─── Quoted text
Sql-server – Performance Implications of encrypted data in a Clustered Columnstore Index

columnstoreencryptionsql serversql-server-2016

I am using SQL Server 2016 and expecting some details on below points regarding performance point of view:

Is there any performance gain or additional benefit on creating a primary key – unique constraint on same table on which a clustered columnstore index is already created?
If my table contains encrypted columns (out of 10 columns, 9 columns are encrypted), is there any benefit in case of creating clustered columnstore index? I am using SYMMETRIC KEY for encryption.

Best Answer

It's best to avoid asking multiple, unrelated questions in a single question when possible. Your first question is very broad. In general, creating an index is always a trade-off and some queries will benefit from that index. The same is true for NCIs on columnstore tables. I'll focus on the second question instead.
──────
* **Given request 1**
In the listing, copy out verbatim every line from the one containing "Guideline reminder: even if the chandelier chain" up to and including the one containing "[120,0,563,101]".
* **Given request 2**
Extend the thread on encrypted columns in a SQL Server clustered columnstore index, picking up right after its final sentence.
─── Provided information
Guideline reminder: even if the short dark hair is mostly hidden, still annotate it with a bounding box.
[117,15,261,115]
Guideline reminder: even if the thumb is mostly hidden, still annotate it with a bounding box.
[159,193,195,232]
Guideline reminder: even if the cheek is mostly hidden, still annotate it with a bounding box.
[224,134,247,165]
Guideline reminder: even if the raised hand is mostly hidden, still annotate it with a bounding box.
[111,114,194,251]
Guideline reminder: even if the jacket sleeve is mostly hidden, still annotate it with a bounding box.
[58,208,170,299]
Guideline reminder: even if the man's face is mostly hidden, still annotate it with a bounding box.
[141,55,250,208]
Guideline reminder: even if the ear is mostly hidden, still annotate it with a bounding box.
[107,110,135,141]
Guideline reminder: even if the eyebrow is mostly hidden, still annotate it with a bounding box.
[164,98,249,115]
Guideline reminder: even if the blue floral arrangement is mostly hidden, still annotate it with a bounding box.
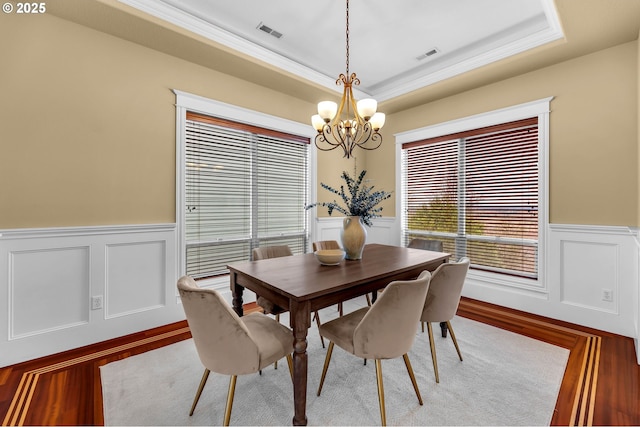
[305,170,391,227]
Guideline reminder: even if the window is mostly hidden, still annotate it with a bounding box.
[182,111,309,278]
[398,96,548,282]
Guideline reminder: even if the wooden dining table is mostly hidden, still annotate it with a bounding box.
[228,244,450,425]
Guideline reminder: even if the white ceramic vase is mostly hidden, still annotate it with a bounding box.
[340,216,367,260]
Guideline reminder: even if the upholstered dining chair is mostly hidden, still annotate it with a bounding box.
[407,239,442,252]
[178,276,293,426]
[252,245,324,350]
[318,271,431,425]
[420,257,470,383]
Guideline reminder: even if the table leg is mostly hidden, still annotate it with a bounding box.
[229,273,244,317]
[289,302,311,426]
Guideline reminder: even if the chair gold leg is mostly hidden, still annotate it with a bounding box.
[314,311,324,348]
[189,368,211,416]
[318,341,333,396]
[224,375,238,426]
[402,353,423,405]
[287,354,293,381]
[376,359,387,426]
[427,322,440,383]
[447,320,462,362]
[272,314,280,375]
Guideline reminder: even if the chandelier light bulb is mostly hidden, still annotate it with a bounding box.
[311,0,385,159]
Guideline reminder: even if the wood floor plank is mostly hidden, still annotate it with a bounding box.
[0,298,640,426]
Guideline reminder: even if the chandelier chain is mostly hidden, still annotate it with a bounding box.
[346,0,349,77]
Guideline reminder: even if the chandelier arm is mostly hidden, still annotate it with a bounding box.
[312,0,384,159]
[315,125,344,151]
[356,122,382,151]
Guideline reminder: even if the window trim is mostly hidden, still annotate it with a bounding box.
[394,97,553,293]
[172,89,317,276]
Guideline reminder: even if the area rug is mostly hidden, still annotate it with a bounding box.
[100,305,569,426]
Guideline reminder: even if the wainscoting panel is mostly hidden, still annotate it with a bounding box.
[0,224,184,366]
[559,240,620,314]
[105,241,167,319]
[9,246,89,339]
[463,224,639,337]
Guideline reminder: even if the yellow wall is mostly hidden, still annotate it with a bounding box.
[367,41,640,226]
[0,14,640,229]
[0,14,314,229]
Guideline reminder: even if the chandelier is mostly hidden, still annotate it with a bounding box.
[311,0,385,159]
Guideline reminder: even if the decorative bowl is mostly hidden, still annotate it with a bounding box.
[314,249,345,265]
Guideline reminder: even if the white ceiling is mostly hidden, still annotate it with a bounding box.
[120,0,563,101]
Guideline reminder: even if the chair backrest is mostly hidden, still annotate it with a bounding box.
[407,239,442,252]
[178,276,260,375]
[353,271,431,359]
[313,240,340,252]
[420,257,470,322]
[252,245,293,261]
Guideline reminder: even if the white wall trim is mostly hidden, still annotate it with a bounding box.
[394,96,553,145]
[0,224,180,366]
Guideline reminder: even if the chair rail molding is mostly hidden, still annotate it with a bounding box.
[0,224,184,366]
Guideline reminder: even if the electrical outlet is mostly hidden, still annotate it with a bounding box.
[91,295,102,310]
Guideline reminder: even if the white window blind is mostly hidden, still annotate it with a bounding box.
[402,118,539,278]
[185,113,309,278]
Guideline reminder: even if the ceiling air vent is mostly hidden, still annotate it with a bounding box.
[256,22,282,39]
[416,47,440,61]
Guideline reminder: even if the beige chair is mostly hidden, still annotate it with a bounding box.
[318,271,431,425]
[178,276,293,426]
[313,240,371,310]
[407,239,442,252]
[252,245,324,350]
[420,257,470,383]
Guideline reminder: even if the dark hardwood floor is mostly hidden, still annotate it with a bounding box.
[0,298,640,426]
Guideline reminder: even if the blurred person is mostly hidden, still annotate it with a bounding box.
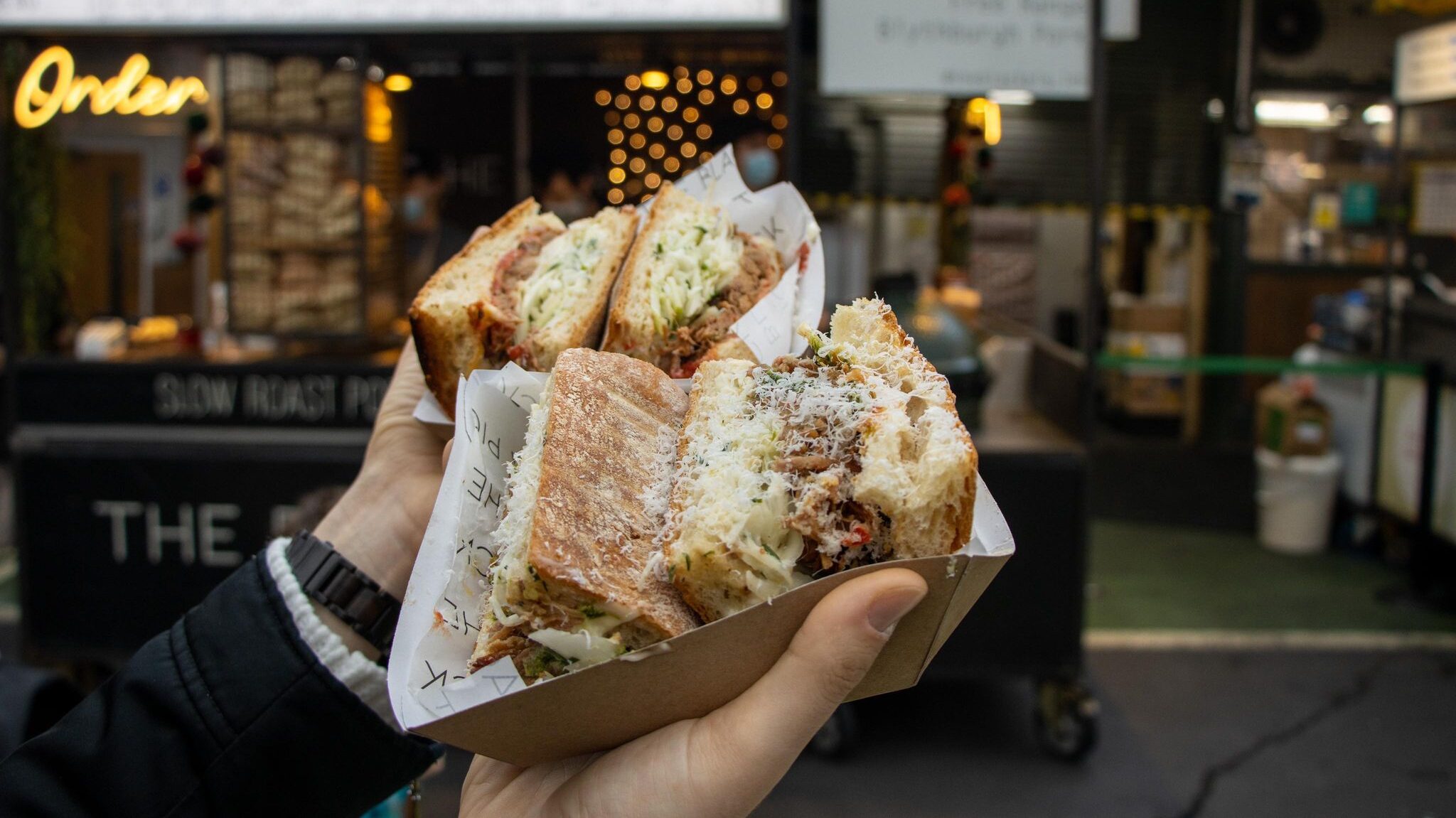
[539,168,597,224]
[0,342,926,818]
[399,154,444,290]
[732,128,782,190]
──────
─── Provided information
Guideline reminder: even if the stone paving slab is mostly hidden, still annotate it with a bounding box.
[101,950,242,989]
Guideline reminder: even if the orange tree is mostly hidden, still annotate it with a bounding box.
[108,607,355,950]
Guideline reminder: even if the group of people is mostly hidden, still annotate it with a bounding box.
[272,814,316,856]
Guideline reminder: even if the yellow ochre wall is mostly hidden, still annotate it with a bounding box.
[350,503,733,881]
──────
* **Task answer 1**
Guideline reminder: even if the chandelier chain is mostly hidden, still annotate it with a bounding box.
[346,0,349,77]
Guideline reminder: even if the chandelier arm is mostly hidden, still annotate it with a bounding box.
[312,0,384,159]
[315,125,344,151]
[356,122,382,151]
Guideline reminder: even if the window trim is mostly hidden, still annotate it with a bounding box.
[394,97,553,293]
[172,89,317,276]
Guideline reminder: even if the area rug is mostly hidden, still annotate it with a bounding box.
[100,305,569,426]
Guideline reminder: even if the wainscoting panel is mostly hidden, still annotate it with a bounding box.
[0,224,184,366]
[559,240,620,314]
[105,241,167,319]
[9,246,89,339]
[463,224,639,337]
Guideline reminder: even if the yellow wall is mostly hidden, still annotate it with a bounding box.
[367,41,640,226]
[0,14,640,229]
[0,14,314,229]
Guideline reminder: even if the chandelier is mostly hidden, still annotate it with a bounding box.
[311,0,385,159]
Guideline reminder: even if the decorative bowl is mostly hidden, still annotate it with a bounding box.
[314,249,345,265]
Guideline reminder: even if the white ceiling is mostly hidden, still annotate it with a bounding box.
[120,0,563,101]

* **Task answer 2**
As far as I can tell, encryption by SYMMETRIC KEY can be a very poor match for columnstore. Inserting encrypted data into a CCI means that you're inserting long, relatively unique strings into varbinary columns. CCIs don't do well with those data types and data distributions. You're likely to hit dictionary pressure which will limit the size of your rowgroups and you'll miss out on most of the features of columnstore, except for column elimination.

I found the code at How to use SQL Server Encryption with Symmetric Keys helpful in developing a simple example. I don't know what your data looks like, so I'll just insert unique integers into a table and insert the same unique integers with encryption into a different table. Definition of the key:

CREATE MASTER KEY ENCRYPTION BY PASSWORD = 'you will never guess this';

CREATE CERTIFICATE MyFirstCertificate
WITH SUBJECT = 'no u';

CREATE SYMMETRIC KEY key_to_answering_217242 WITH
IDENTITY_VALUE = 'yeah nah',
ALGORITHM = AES_256,
KEY_SOURCE = 'closet full of jandals'
ENCRYPTION BY CERTIFICATE MyFirstCertificate;

T-SQL to create two tables and insert data into both of them:

DROP TABLE IF EXISTS dbo.CCI_NOT_ENCRYPTED;

CREATE TABLE dbo.CCI_NOT_ENCRYPTED (
ID BIGINT,
INDEX CCI CLUSTERED COLUMNSTORE
);

INSERT INTO dbo.CCI_NOT_ENCRYPTED WITH (TABLOCK)
SELECT TOP (1048576) ROW_NUMBER() OVER (ORDER BY (SELECT NULL))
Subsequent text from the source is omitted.